• _Set exercise_
Output the lines of every record below as a JSON list of strings, one string per line, leaving out blank lines and any pictures.

• _Box annotations for photos_
◇ ◇ ◇ ◇ ◇

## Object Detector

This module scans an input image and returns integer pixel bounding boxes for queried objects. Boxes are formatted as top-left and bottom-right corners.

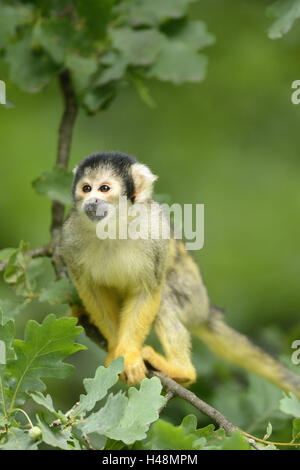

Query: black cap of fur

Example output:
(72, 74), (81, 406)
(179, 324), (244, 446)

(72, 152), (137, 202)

◇ ◇ ◇ ◇ ◇

• _Response_
[
  "## Object Detector",
  "This module scans an input image and returns integer pixel bounding boxes for queried objects. Boxes are formatted as top-left and bottom-right corners.",
  "Query: black cap of fur",
  "Example output:",
  "(72, 74), (81, 406)",
  "(179, 324), (244, 446)",
  "(72, 152), (137, 202)"
]